* _Aim_:
Please reproduce the part of the healthcheck documentation starting with "5.2.3.2.2. Healthcheck checks" and going on through "related to them.", word for word.

5.2.3.2.2. Healthcheck checks

In this section we can find automated checks that allow us to know the state of the healthcheck of an environment and to be able to identify the errors related to them.

These automated checks can be find in the all_checks.yml file of the following path:

cd /usr/share/opennac/ansible/

The following points detail the different checks that ansible performs in an automated way as well as the tags available when executing them.

5.2.3.2.2.1. Checks

  • Ensure that the healthcheck is all in green by fetching it from the principal API

5.2.3.2.2.2. Tags

  • healthcheck

5.2.3.2.2.3. Data Structure

"healthcheck": {
    "{{ node_id }}": {
        "error": {
            "{{ healthcheck_id }}": "{{ healthcheck_msg }}"
        },
        "hostname": "{{ node_hostname }}",
        "ip": "{{ node_ip }}",
        "ok": {
            "{{ healthcheck_id }}": "{{ healthcheck_msg }}"
        }
    }
}

The data structure shown is explained below:

  • node_id: corresponds to the hostname of the node and contains the healthcheck status of the node’s services.

  • hostname: node hostname.

  • ip: node IP address.

  • ok: services in OK status.

  • error: services with ERROR status.

5.2.3.2.2.4. Example

Command:

ansible-playbook -i inventory all_checks.yml --tags "healthcheck"

* _Listed records_:
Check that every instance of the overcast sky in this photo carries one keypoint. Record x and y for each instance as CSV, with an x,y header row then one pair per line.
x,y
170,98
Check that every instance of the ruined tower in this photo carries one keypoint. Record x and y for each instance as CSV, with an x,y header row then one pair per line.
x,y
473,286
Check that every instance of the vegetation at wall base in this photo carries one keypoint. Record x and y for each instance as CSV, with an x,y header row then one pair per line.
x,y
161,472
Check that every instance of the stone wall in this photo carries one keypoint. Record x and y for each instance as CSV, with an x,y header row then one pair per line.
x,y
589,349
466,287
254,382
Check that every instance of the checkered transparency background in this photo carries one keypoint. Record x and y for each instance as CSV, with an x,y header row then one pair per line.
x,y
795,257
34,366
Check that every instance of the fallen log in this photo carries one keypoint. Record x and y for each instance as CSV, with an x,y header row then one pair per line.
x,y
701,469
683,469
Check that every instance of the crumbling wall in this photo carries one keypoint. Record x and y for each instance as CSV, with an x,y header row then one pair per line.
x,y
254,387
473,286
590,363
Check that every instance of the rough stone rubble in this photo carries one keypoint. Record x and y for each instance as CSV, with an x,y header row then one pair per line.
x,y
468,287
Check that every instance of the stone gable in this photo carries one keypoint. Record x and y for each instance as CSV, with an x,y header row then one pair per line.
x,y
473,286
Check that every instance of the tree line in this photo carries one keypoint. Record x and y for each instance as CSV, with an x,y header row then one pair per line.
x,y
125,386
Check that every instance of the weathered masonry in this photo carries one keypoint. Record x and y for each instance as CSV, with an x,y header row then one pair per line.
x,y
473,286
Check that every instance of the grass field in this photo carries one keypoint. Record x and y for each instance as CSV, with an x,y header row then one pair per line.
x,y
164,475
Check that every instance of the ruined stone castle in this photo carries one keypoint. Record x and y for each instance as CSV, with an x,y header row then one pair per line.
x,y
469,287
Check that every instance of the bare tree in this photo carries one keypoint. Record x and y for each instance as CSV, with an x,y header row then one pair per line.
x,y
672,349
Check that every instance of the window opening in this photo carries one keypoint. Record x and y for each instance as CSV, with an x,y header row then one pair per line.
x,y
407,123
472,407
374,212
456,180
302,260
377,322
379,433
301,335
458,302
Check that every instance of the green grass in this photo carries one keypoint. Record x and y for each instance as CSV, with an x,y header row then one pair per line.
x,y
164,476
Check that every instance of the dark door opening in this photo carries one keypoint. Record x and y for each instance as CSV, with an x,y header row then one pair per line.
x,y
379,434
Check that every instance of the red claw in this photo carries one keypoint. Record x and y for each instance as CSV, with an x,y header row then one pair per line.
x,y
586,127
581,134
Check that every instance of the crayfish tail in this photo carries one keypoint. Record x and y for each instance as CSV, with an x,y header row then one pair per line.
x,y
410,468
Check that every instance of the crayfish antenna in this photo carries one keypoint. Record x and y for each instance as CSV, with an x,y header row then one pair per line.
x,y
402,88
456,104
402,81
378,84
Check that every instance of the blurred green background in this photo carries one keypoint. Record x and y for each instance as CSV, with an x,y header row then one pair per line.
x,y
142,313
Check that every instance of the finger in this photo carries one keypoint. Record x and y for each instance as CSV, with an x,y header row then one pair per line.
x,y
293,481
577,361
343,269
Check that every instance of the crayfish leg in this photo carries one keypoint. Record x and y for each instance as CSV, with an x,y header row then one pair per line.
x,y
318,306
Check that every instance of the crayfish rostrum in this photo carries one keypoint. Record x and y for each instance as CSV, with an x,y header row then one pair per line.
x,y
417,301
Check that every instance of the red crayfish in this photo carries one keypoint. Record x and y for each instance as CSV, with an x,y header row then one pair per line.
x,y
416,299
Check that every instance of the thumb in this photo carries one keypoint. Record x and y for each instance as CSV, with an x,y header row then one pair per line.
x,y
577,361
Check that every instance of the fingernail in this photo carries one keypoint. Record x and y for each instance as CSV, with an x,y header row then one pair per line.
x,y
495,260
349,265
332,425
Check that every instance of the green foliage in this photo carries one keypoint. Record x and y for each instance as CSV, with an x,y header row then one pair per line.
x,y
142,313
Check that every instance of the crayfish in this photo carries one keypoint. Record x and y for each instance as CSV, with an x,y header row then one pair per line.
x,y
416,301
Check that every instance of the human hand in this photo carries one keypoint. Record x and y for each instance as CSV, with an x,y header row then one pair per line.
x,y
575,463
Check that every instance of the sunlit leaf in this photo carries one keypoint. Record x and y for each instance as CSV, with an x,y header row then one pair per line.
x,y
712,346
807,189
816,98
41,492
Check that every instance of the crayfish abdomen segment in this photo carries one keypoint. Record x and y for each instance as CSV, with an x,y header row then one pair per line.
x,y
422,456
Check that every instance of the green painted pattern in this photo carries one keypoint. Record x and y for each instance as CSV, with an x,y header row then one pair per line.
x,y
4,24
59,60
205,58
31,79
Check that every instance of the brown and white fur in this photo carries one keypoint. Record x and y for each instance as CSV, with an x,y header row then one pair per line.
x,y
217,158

* _Result of this exercise_:
5.2.3.2.2. Healthcheck checks

In this section we can find automated checks that allow us to know the state of the healthcheck of an environment and to be able to identify the errors related to them.